_Exercise prompt_.
Drop all images and give the records again exactly.

_Input data_.

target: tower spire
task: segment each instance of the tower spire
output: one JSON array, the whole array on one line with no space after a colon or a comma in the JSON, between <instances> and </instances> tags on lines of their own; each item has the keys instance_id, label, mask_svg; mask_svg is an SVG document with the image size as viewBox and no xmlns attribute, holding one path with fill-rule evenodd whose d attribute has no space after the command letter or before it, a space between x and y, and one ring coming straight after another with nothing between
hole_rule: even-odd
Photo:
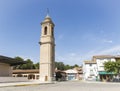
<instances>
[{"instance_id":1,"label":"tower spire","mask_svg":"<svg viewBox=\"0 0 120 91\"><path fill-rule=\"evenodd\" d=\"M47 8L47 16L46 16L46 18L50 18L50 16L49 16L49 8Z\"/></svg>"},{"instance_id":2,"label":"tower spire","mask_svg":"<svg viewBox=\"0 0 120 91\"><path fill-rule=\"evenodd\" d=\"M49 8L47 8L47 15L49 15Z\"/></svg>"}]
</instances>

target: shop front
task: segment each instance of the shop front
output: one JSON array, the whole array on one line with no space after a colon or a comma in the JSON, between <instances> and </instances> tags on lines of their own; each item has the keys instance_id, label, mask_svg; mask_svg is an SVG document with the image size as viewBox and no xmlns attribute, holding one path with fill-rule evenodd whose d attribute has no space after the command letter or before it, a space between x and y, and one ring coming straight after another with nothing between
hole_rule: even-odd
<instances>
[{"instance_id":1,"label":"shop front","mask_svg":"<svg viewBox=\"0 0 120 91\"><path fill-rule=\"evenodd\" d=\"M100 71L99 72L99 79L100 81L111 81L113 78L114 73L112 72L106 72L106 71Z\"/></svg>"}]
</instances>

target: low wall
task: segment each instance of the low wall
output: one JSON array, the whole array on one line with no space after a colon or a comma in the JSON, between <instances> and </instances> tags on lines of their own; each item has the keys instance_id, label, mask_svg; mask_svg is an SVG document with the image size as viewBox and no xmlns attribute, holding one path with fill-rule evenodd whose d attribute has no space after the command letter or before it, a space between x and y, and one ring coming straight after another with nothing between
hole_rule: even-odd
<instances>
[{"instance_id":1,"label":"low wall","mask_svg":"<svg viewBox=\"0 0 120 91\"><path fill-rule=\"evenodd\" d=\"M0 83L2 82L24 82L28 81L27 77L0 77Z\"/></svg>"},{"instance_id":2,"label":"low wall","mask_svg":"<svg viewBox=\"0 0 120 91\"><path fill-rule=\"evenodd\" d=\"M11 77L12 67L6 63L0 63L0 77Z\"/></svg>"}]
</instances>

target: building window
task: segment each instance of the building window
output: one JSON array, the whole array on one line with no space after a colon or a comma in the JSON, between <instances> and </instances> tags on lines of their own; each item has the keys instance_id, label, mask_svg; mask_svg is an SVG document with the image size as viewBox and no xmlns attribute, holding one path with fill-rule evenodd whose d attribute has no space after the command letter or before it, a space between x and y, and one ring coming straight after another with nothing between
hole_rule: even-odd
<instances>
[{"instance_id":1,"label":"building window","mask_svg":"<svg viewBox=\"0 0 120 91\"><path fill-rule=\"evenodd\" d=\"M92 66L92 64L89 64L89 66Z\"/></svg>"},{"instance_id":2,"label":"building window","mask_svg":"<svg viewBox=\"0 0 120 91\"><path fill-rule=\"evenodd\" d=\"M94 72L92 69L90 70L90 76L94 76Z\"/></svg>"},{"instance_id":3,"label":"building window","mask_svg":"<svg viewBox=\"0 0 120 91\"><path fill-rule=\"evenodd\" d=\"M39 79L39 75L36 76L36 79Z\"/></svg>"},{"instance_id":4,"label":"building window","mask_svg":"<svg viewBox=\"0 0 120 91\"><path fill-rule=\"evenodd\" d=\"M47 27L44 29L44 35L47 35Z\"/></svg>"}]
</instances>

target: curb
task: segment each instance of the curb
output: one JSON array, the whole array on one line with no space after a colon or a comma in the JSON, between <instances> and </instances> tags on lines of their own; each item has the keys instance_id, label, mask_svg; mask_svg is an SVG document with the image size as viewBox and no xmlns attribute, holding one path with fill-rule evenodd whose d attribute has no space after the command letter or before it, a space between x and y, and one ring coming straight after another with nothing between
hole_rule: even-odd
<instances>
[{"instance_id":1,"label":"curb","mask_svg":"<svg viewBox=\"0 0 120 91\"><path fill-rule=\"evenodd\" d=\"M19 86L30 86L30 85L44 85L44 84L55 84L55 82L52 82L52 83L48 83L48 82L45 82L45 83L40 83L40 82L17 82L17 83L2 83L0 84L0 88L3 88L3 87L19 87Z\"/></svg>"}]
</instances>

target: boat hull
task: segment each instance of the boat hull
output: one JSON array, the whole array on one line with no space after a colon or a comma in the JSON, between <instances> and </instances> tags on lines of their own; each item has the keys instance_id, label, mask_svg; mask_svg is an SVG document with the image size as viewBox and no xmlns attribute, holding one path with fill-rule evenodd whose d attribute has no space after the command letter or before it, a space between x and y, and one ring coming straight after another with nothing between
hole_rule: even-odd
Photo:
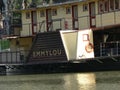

_Exercise solution_.
target: tower spire
task: segment each instance of the tower spire
output: one JSON array, the whole array on one line with no space after a colon or a comma in the JSON, between <instances> and </instances> tags on lines of their own; each item has the keys instance_id, label, mask_svg; mask_svg is an SVG document with the image size as viewBox and no xmlns attribute, holding one path with fill-rule evenodd whose d attribute has no space after the command letter or before it, a space between x and y, and one ring coming straight after another with nothing between
hole_rule: even-odd
Photo:
<instances>
[{"instance_id":1,"label":"tower spire","mask_svg":"<svg viewBox=\"0 0 120 91\"><path fill-rule=\"evenodd\" d=\"M47 8L47 16L46 16L46 18L50 18L50 16L49 16L49 8Z\"/></svg>"},{"instance_id":2,"label":"tower spire","mask_svg":"<svg viewBox=\"0 0 120 91\"><path fill-rule=\"evenodd\" d=\"M49 8L47 8L47 15L49 15Z\"/></svg>"}]
</instances>

target: shop front
task: segment each instance of the shop front
output: one JSON array, the whole array on one line with no space after a colon or a comma in the JSON, between <instances> and </instances> tags on lines of their own; each item has the keys instance_id, label, mask_svg; mask_svg is an SVG document with the image size as viewBox and no xmlns attribute, holding one path with fill-rule evenodd whose d attribute has no space after the command letter or before it, a space between x and y, and one ring coming straight after another with nothing between
hole_rule: even-odd
<instances>
[{"instance_id":1,"label":"shop front","mask_svg":"<svg viewBox=\"0 0 120 91\"><path fill-rule=\"evenodd\" d=\"M100 71L99 72L99 79L100 81L111 81L113 78L114 73L112 72L106 72L106 71Z\"/></svg>"}]
</instances>

target: low wall
task: segment each instance of the low wall
output: one JSON array, the whole array on one line with no space after a colon or a comma in the JSON, between <instances> and </instances> tags on lines of their own; each item has the keys instance_id, label, mask_svg; mask_svg is an SVG document with the image size as viewBox and no xmlns attribute, holding one path with fill-rule evenodd whose d attribute has no space after the command letter or before it, a space between x and y, and one ring coming straight after another with nothing between
hole_rule: even-odd
<instances>
[{"instance_id":1,"label":"low wall","mask_svg":"<svg viewBox=\"0 0 120 91\"><path fill-rule=\"evenodd\" d=\"M0 83L2 82L24 82L28 81L27 77L0 77Z\"/></svg>"},{"instance_id":2,"label":"low wall","mask_svg":"<svg viewBox=\"0 0 120 91\"><path fill-rule=\"evenodd\" d=\"M11 77L12 67L6 63L0 63L0 77Z\"/></svg>"}]
</instances>

target: building window
task: segment each instance of the building window
output: one JSON array, the whole array on one line with no space after a colon or a comma in the JSON, between <instances> and </instances> tags on lines of their own; each item has the keys instance_id, label, mask_svg; mask_svg is an SVG document with the image size as viewBox and no xmlns attribute, holding one path with fill-rule evenodd whose d attribute has no space after the command letter or before it, a space between x and y, and one ring coming straight after another with nothing between
hole_rule: even-odd
<instances>
[{"instance_id":1,"label":"building window","mask_svg":"<svg viewBox=\"0 0 120 91\"><path fill-rule=\"evenodd\" d=\"M92 66L92 64L89 64L89 66Z\"/></svg>"},{"instance_id":2,"label":"building window","mask_svg":"<svg viewBox=\"0 0 120 91\"><path fill-rule=\"evenodd\" d=\"M94 72L92 69L90 70L90 76L94 76Z\"/></svg>"},{"instance_id":3,"label":"building window","mask_svg":"<svg viewBox=\"0 0 120 91\"><path fill-rule=\"evenodd\" d=\"M39 79L39 75L36 76L36 79Z\"/></svg>"},{"instance_id":4,"label":"building window","mask_svg":"<svg viewBox=\"0 0 120 91\"><path fill-rule=\"evenodd\" d=\"M47 27L44 29L44 35L47 35Z\"/></svg>"}]
</instances>

target: curb
task: segment each instance of the curb
output: one JSON array, the whole array on one line with no space after a colon or a comma in the JSON, between <instances> and </instances> tags on lines of their own; each item has the keys instance_id, label, mask_svg; mask_svg is an SVG document with the image size as viewBox and no xmlns attribute, holding one path with fill-rule evenodd whose d attribute has no space after the command letter or before it, a space between x and y, and one ring coming straight after another with nothing between
hole_rule: even-odd
<instances>
[{"instance_id":1,"label":"curb","mask_svg":"<svg viewBox=\"0 0 120 91\"><path fill-rule=\"evenodd\" d=\"M19 86L30 86L30 85L44 85L44 84L55 84L55 82L52 82L52 83L48 83L48 82L45 82L45 83L40 83L40 82L17 82L17 83L2 83L0 84L0 88L3 88L3 87L19 87Z\"/></svg>"}]
</instances>

target: boat hull
task: segment each instance of the boat hull
output: one JSON array, the whole array on one line with no space after a colon or a comma in the JSON, between <instances> and </instances> tags on lines of their own; each item has the keys instance_id, label, mask_svg; mask_svg is an SVG document with the image size as viewBox and no xmlns attribute, holding one path with fill-rule evenodd whose d attribute has no space after the command letter or before it, a space between x and y, and one ring coming straight after another with nothing between
hole_rule: even-odd
Photo:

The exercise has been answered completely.